- [Passage given]
• • • • • • •

We look forward to further making changes to ASL that are in-line with the board’s vision (probably not Bryan’s) that the team feels are beneficial to you (the actual users) in the long term support and stabilization of the ASL infrastructure.

It is not unlikely there will be some hiccups along the way (we still have a 10 year old server in the mix), but we are looking forward to a brighter future.

As always, if you have concerns, we encourage you to email helpdesk at AllStarLink.org or reach out to a board member as necessary. You may email me directly, I’m good on qrz.

On behalf of the Admin team - we are excited about the future of ASL and the changes being made to solidify a viable infrastructure for the long term.

Mike
KB8ZGL
-ASL Admin team Liaison to the board

There have been intermittent DNS problems for many months, well before what is mentioned above. One of our board members found a way to demonstrate the problem and pushed for a solution. Our remaining team of technical people identified and fixed the problem in short order.

At the heart of disagreements among the team is the board’s desire to “Use commercial services where available and affordable”. This is for the long term survivability and uptime of AllStar systems. For example if there is a DNS failure on AWS many people (not just AllStar users) will be impacted and it will get fixed quickly by Amazon employees. Whereas our servers have to be fixed by AllStar volunteers with limited availability. Also, as mentioned above, people have removed their contributions for various reasons and this has caused huge churn and some outages. The board’s desire is to prevent any one person’s contributions or expertise to adversely impact services.

• • • • • • •

- [Collected material]
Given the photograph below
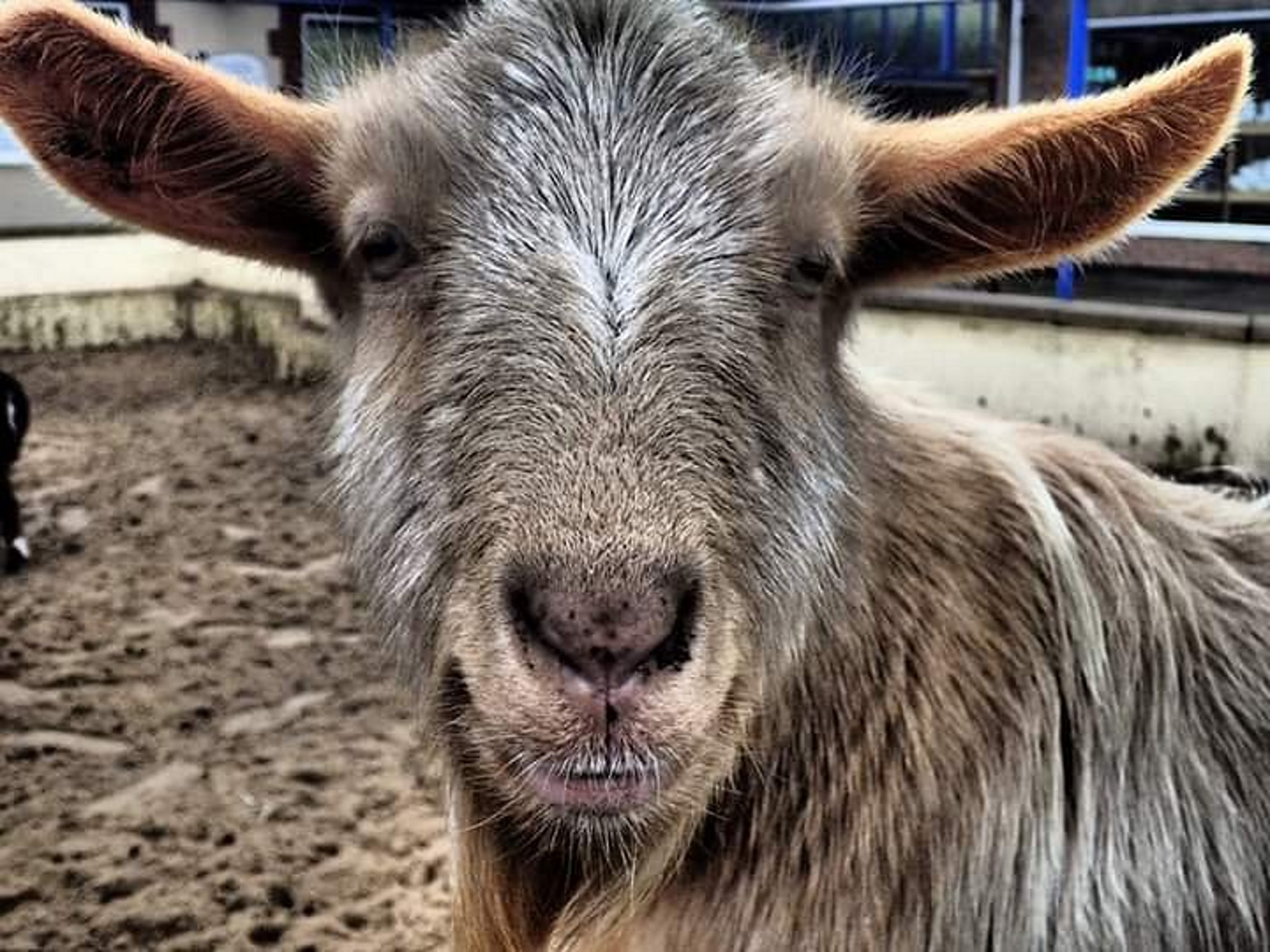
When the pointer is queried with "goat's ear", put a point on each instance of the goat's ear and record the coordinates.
(148, 136)
(1001, 190)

• • • • • • •

- [Direction A]
Answer these about the AllStarLink post:
(i) Where does the post suggest emailing concerns?
(ii) How old is the server still in the mix?
(iii) On which commercial service does the post place its example DNS failure?
- [Direction B]
Write what comes next in the AllStarLink post, picking up after its final sentence.
The lines have no role in this work.

- [Exercise answer A]
(i) To helpdesk at AllStarLink.org
(ii) 10 years old
(iii) AWS

- [Exercise answer B]
It’s unfortunate that these disagreements have been made public. But it’s been an open secret for some time now. I suppose this presents an opportunity to discuss opposing points of view. That’s a good thing if the discussion remains civil. If this topic is not of interest the follow icon allows for adjustment of preferences for this topic.

To the team responsible fo DNS. Please contact me for a solution.
I may donate some resources on my server for loadbancing and redundancy as an immediate fix. I have some simple advice on how to futureproof this issue.
Contact me by email only.

We’re planing to move DNS to AWS. But I will contact you via email to get your input. And thank you for that.